Conforme já disposto ao longo deste estudo, a razão está na base do Sistema Penal, isto é, ela orienta toda a normatização, interpretação e aplicação das normas penais, evitando, assim, a arbitrariedade do Estado (seja este em sua função de legislador ou de julgador) ao traçar pressupostos básicos para a intervenção estatal resultante da pretensão punitiva deste (como visto no item anterior), ou, ainda, para nortear os procedimentos e direitos do acusado, a fim de que lhe seja assegurada toda a possibilidade de defesa e não haja erro por parte do Estado-juiz. Portanto, é ela que organiza, de maneira lógica, conforme expôs Cesare Beccaria em sua magnífica obra Dos Delitos e Das Penas (1764), o direito punitivo.

A seguir, ver-se-á os principais princípios do direito penal contidos expressamente na Carta Magna, ou que possuam seu fundamento no referido Diploma.

4.1 - Princípio da legalidade penal

O mandamento de otimização em tela está previsto no texto constitucional em seu artigo 5º, inc. XXXIX, in verbis: 

“Não há crime sem lei anterior que o defina, nem pena sem prévia cominação legal;”

Trata-se do princípio base do direito penal e dá origem, direta ou indiretamente, a vários outros.

O direito penal possui uma função duplamente protetora. Por um lado, objetiva proteger o indivíduo dele próprio, ou seja, é como se o delinquente necessitasse de uma intervenção externa, a estatal, in casu, para que fosse punido e não reincidir, visto que atuou contra a sua vontade.

De outro lado, deve-se proteger a sociedade contra a transgressão do criminoso, tendo em vista que se já delinquiu uma vez, se nenhuma intervenção for feita, é possível que volte a cometer crimes, colocando toda a comunidade em perigo. Essa é a função precípua do sistema punitivo, já que a pena, na sua acepção contemporânea, possui um caráter majoritariamente de defesa social.

A legalidade penal se trata da lógica legitimadora do direito penal ao afirmar que a conduta proibida deve ser anteriormente tipificada como crime, bem como a sua penalidade em caso de transgressão. Dessa maneira, atos prévios ao surgimento da lei não serão considerados crimes.

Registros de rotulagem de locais

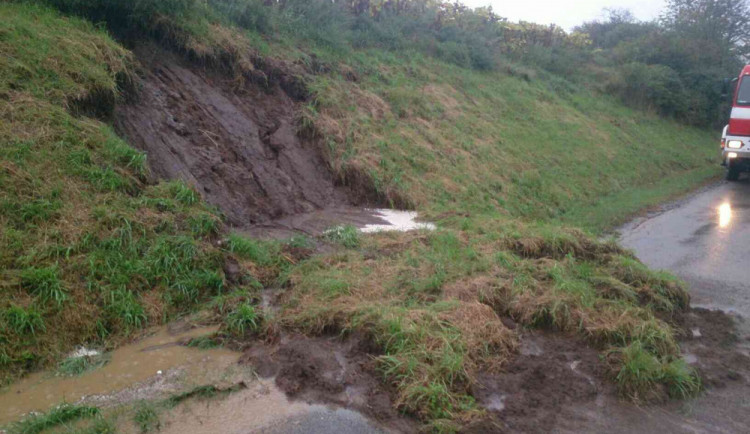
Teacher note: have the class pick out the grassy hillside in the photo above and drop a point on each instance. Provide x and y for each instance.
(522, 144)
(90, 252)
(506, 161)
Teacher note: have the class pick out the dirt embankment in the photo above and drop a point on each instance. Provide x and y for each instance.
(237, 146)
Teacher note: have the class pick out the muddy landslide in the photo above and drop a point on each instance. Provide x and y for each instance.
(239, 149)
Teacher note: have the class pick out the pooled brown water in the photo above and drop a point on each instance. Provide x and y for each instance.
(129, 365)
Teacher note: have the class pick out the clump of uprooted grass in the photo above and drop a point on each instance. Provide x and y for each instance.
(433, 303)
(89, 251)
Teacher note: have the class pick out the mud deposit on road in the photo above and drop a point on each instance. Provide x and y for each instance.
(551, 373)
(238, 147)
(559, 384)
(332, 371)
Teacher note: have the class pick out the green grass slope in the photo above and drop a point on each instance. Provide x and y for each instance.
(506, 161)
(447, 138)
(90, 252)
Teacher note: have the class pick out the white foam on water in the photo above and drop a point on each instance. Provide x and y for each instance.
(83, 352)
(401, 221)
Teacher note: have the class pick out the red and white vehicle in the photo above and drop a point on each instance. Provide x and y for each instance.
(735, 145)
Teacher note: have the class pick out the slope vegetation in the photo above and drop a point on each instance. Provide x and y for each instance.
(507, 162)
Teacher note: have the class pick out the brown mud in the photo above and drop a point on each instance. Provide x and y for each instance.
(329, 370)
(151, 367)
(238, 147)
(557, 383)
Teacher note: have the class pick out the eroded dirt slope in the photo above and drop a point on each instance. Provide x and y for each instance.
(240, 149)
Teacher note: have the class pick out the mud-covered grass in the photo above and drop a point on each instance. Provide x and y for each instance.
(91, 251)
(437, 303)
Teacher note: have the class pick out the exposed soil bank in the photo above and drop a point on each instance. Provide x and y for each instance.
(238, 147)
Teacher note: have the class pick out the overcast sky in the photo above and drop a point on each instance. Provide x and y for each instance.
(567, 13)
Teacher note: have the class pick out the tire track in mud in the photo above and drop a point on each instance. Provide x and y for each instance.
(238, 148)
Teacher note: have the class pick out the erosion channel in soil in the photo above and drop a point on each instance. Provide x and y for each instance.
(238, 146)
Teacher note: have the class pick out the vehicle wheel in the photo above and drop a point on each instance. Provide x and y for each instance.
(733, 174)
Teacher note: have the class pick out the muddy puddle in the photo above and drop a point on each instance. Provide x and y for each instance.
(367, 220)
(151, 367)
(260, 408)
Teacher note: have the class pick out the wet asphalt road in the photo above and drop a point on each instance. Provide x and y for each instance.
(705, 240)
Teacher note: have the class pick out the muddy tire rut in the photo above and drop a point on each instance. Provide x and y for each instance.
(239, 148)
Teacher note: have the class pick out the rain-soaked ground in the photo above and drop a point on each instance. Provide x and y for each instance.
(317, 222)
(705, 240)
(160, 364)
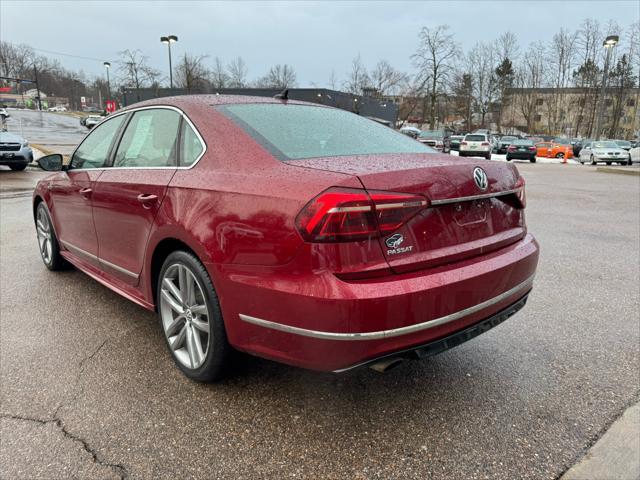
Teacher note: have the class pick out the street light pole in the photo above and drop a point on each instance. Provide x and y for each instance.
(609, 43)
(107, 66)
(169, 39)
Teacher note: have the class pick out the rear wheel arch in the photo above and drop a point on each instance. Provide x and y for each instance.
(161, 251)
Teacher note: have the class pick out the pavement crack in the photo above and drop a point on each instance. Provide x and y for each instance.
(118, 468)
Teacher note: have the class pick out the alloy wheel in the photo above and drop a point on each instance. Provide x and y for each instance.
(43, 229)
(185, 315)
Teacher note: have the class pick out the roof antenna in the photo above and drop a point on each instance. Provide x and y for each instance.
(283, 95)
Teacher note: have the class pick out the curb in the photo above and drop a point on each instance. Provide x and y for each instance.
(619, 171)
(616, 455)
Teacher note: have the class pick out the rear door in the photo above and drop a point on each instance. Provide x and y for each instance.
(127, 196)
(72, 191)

INSTRUÇÕES —
• 1. Reescreva o trecho do texto sobre direito penal que começa nas palavras "O mandamento de" e termina depois de "a sua vontade.", trocando "mandamento de otimização" por "preceito fundamental".
• 2. Segundo o texto sobre direito penal, em que artigo e inciso da Constituição está previsto o princípio da legalidade penal?
• 3. Por favor, escreva a continuação do texto sobre direito penal a partir da última frase apresentada.
Os registros não têm nenhum papel nesta atividade.

RESPOSTAS EM ORDEM —
• 1.
O preceito fundamental em tela está previsto no texto constitucional em seu artigo 5º, inc. XXXIX, in verbis: 

“Não há crime sem lei anterior que o defina, nem pena sem prévia cominação legal;”

Trata-se do princípio base do direito penal e dá origem, direta ou indiretamente, a vários outros.

O direito penal possui uma função duplamente protetora. Por um lado, objetiva proteger o indivíduo dele próprio, ou seja, é como se o delinquente necessitasse de uma intervenção externa, a estatal, in casu, para que fosse punido e não reincidir, visto que atuou contra a sua vontade.

• 2. No artigo 5º, inciso XXXIX.

• 3.
O referido princípio está presente em todos os ramos jurídicos, em alguns, mais e em outros, menos. No entanto, no âmbito punitivo, ele é peculiar, visto que deve ser levado em consideração de maneira estrita. Isso quer dizer que a lei, a que se refere o dispositivo constitucional acima exposto, deve ser entendida em seu sentido formal, e não material. A lei em sentido formal necessita de todas os procedimentos e fases previstos na Constituição, devendo ser editada pelo Poder Legislativo e observadas as formalidades, que variam de acordo com a espécie normativa (leis ordinárias, complementares, emendas constitucionais, etc.). A lei em sentido material, por seu turno, leva em consideração apenas o conteúdo, sendo flexível quanto às formalidades, englobando atos normativos, decretos, regimentos internos, entre outros. Esta é, portanto, excluída do conceito de legalidade penal estrita. Da mesma maneira, não podem ser considerados os usos, os costumes e as jurisprudências para tipificação penal.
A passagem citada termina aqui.